Travail demandé: Extrayez mot pour mot de l'extrait de page le passage qui va de "Dialogue avec un" à "devenu l'Algérie !".

Extrait de page:
________________________

Philosophie bourgeoise

14 Juin 2007 , Rédigé par Frédéric Delorca Publié dans #Billets divers de Delorca

Dialogue avec un ex-prof de philo devenu bureaucrate aujourd'hui. Nous parlions du film sur Vergès, et du combat de Jamila Bouhired.

Lui : "Mais c'est horrrrrrrrible. Elle a commis des attentats qui ont tué des gens !!!

Moi - Parfois la violence se justifie face à une situation coloniale intolérable.

Lui (rigolard, arrogant) - Mais tout ça pour ça, pour ce qu'est devenu l'Algérie !

Moi - Oui, elle est devenue un client du FMI, mais peut-être justement parce qu'il n'y avait pas assez de Jamila Bouhired dans ce pays !

Lui - Alors si le choix c'est entre le fanatisme et la corruption moi je dis joker !".

En écoutant parler ce pauvre homme, encroûté dans son train train quotidien, j'ai compris pourquoi je devais me défier de la philosophie, ou du moins de l'usage que notre époque en fait. Passe encore qu'il confonde adhésion au FMI et corruption (l'adhésion au FMI c'est la compromission avec le néo-colonialisme, une réalité différente de la corruption). Mais le pire était ce raccourci incroyable entre résistance armée au colonialisme et fanatisme.

"Fanatique" pourquoi ? parce qu'elle tuait, dans les discothèques, des bourgeois européens insouciants qui jouissaient en tout inconscience du système colonial sur le dos de son peuple ? parce que l'être humain civil est par nature un innocent même s'il se complaît dans sa fatuité sotte, et cautionne par ce comportement les systèmes sociaux les plus horribles ?

"Fanatique", en vérité, parce que cette femme avait des certitudes, parce qu'elle a poussé le sens de la dignité jusqu'à tuer, voilà ce que lui reprochait en fait le bureaucrate, qui lui-même se définit comme un "tiède". Dans la tiédeur rampante de cet homme, celle qui le fait tous les jours ployer devant des chefs médiocres, et adhérer aux pires absurdités du système dominant (dans son boulot, en politique), se glisse une arrogance qui en aggrave l'abjection : celle du philosophe (ou de l'ex-philosophe) qui se croit supérieur, parce que lui a le sens du doute, ce que ces "fanatiques" sont censés ne pas avoir.

________________________

Liste des items:
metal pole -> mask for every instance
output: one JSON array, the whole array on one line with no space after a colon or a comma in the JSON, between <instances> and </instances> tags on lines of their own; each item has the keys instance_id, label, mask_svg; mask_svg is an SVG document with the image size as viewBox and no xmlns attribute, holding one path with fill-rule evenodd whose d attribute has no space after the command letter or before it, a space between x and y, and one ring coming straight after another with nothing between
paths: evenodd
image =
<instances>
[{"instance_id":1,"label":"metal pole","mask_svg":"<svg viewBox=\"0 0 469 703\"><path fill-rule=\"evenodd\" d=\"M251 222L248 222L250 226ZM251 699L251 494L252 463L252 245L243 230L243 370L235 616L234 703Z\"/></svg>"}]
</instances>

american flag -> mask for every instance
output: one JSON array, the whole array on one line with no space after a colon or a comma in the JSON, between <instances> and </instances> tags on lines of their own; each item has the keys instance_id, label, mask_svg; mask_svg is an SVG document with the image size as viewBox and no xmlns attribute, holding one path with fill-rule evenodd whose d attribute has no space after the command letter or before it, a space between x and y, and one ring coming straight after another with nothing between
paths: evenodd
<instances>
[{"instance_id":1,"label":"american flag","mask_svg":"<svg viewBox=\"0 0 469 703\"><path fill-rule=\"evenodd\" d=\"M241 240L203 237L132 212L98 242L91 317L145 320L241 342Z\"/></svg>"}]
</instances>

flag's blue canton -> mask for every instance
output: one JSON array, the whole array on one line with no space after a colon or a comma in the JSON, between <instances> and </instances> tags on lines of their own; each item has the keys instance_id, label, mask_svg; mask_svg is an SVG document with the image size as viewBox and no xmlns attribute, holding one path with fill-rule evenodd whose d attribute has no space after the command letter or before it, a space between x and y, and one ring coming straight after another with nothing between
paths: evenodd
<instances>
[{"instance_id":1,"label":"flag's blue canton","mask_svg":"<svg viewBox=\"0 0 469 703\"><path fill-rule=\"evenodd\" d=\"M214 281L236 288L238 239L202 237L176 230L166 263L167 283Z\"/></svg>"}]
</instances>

________________________

Corrigé:
Dialogue avec un ex-prof de philo devenu bureaucrate aujourd'hui. Nous parlions du film sur Vergès, et du combat de Jamila Bouhired.

Lui : "Mais c'est horrrrrrrrible. Elle a commis des attentats qui ont tué des gens !!!

Moi - Parfois la violence se justifie face à une situation coloniale intolérable.

Lui (rigolard, arrogant) - Mais tout ça pour ça, pour ce qu'est devenu l'Algérie !